- _DIRECTIONS FOR THIS TASK_
Locate all lines in the material below that contain the string "every", and copy each of them out.

- _THE INPUT_

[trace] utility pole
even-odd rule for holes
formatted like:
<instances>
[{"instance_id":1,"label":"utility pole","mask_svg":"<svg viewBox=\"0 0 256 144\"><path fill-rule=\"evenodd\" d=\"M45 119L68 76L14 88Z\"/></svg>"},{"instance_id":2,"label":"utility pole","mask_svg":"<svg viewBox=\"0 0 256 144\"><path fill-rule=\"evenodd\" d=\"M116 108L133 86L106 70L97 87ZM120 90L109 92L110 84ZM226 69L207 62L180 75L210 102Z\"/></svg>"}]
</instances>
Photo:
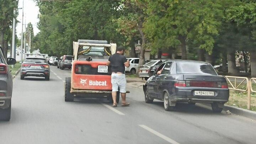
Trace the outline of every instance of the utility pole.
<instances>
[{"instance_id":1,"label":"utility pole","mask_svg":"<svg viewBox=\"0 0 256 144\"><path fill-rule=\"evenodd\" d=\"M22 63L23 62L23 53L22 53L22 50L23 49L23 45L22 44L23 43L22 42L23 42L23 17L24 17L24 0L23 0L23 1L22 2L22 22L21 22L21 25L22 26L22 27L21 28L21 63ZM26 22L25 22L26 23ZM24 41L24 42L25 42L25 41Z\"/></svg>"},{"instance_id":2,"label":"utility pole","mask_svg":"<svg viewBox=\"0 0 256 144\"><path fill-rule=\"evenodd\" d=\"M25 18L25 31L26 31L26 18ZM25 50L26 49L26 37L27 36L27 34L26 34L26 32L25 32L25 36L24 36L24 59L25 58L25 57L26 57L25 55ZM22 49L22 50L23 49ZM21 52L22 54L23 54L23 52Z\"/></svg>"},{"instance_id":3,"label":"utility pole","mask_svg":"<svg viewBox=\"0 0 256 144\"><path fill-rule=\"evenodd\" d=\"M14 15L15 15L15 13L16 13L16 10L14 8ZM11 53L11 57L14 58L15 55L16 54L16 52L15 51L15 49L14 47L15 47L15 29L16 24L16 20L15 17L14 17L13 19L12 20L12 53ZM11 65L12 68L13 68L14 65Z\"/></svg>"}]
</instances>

---

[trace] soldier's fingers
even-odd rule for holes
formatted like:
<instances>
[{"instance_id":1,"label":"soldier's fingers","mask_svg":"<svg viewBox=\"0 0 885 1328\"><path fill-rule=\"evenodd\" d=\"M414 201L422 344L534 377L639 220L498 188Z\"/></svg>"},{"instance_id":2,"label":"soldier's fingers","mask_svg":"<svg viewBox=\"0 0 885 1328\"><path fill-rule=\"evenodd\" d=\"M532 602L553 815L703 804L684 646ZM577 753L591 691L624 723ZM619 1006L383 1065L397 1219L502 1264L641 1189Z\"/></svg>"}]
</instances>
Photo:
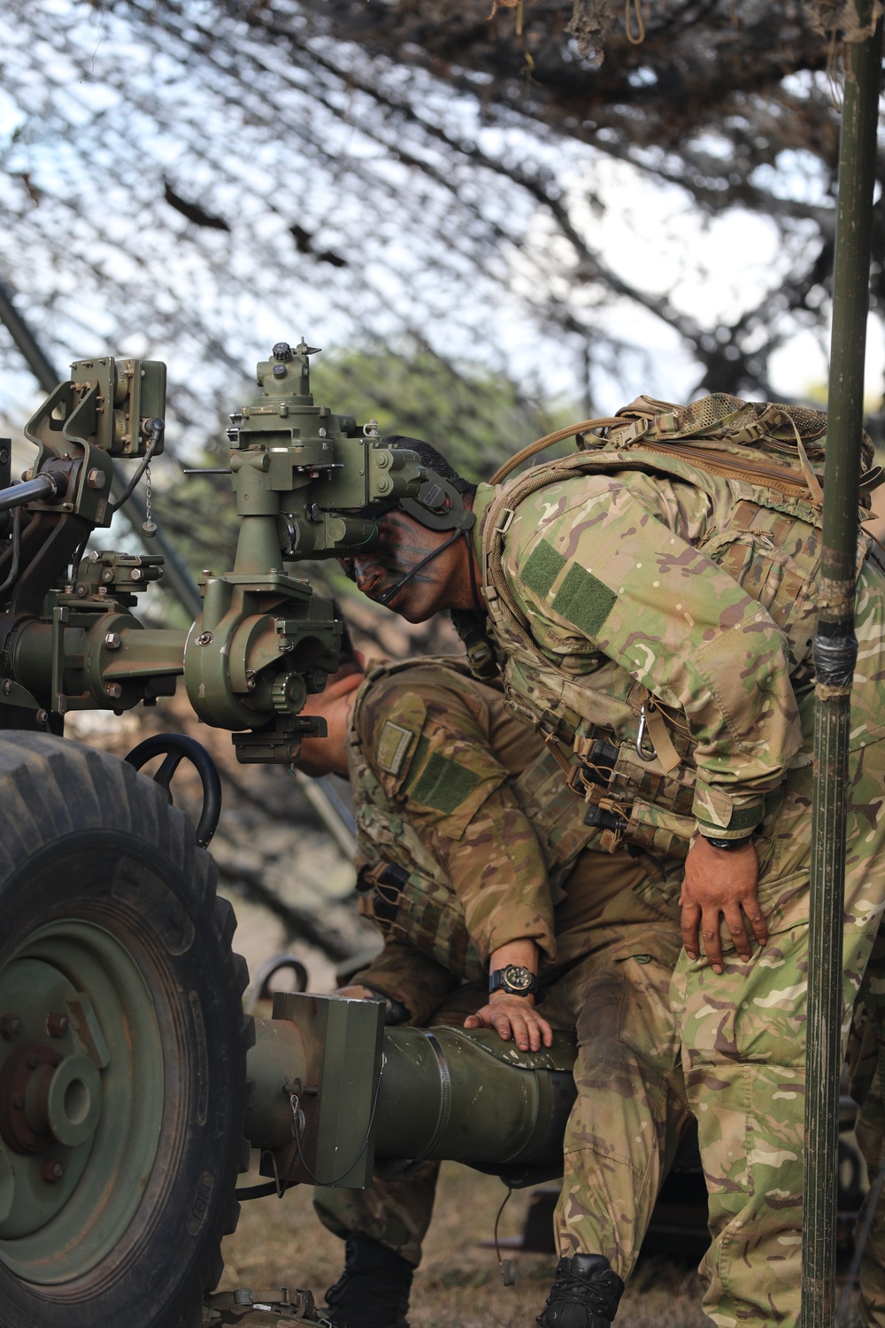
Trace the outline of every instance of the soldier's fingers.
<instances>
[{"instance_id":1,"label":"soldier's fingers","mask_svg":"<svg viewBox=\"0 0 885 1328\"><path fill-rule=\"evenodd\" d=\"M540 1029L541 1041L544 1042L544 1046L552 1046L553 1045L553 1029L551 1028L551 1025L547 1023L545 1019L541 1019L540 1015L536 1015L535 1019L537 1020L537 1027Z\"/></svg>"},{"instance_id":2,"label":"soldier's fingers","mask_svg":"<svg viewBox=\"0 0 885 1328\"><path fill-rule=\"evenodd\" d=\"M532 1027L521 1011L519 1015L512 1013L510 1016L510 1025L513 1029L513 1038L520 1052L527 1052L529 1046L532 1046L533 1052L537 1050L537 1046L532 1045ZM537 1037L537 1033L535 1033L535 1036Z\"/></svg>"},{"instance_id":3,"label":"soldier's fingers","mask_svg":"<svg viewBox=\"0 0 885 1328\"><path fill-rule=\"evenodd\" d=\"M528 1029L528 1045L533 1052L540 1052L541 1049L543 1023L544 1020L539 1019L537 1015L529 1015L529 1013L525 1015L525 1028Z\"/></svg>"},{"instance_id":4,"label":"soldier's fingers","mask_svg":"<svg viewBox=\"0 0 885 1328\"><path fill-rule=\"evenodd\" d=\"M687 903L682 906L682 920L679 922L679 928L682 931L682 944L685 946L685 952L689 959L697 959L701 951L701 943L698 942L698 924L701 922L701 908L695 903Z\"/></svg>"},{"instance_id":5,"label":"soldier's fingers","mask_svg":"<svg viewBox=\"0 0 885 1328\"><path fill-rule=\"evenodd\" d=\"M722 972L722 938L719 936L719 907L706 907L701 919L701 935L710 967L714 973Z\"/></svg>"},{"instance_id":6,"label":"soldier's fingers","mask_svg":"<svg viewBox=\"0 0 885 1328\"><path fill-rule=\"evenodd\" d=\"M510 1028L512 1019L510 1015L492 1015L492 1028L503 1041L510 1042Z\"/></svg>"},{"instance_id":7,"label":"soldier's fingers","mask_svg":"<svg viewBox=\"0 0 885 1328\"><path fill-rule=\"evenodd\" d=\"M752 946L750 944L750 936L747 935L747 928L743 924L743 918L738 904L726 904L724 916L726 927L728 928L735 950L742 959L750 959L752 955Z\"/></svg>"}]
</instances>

- _OUTPUT_
Trace the outline of every instance of the utility pole.
Trace the outline of every instance of the soldier's fingers.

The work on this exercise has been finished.